Relevez dans le matériel ci-dessous chaque ligne contenant le mot « monument », puis recopiez-la en entier.

### Matériel fourni
========================================
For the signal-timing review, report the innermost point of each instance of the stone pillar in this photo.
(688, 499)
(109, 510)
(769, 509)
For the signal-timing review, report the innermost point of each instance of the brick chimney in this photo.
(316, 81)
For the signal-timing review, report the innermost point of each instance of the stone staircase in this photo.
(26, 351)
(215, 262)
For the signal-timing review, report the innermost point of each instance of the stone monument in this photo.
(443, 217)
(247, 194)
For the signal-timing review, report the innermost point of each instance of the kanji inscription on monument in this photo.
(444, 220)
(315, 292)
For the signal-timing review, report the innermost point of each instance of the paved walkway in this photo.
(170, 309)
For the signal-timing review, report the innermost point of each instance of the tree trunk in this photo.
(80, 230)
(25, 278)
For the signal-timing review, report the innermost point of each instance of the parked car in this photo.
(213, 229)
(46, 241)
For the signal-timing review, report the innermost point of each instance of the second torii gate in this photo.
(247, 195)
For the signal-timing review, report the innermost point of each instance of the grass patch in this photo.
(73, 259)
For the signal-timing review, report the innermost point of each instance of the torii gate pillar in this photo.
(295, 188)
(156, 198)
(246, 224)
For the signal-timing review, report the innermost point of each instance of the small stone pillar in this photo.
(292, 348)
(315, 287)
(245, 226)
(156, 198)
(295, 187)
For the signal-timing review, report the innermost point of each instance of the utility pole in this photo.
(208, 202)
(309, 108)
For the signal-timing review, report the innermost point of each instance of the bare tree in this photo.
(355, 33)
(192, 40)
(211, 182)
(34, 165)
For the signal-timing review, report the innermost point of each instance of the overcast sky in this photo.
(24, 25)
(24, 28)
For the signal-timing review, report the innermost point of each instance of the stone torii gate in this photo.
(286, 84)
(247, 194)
========================================
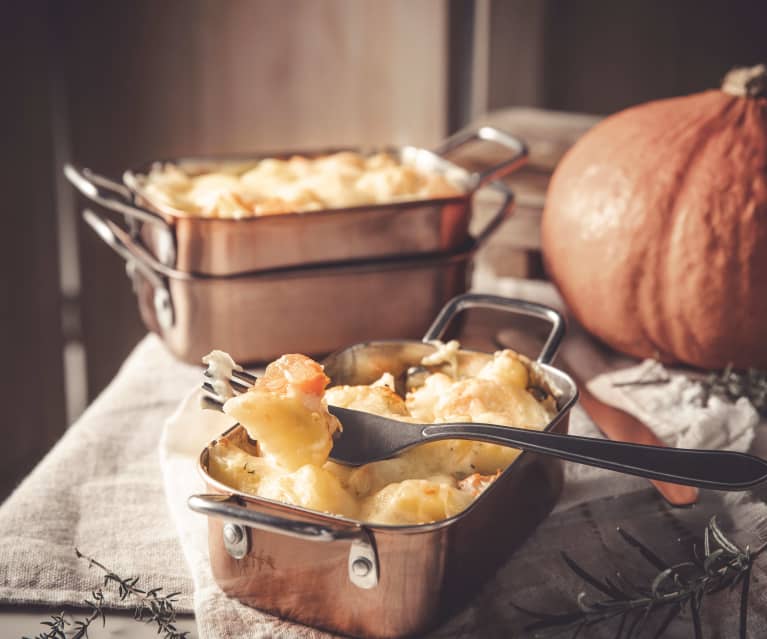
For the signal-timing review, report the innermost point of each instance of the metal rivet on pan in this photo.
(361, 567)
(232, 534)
========================================
### Résultat de l'exercice
For the signal-timing review, report the innermost point of each instance of the stone monument in this photo.
For the signal-timing review, report the innermost point of each instance of the kanji inscription on monument in this photo.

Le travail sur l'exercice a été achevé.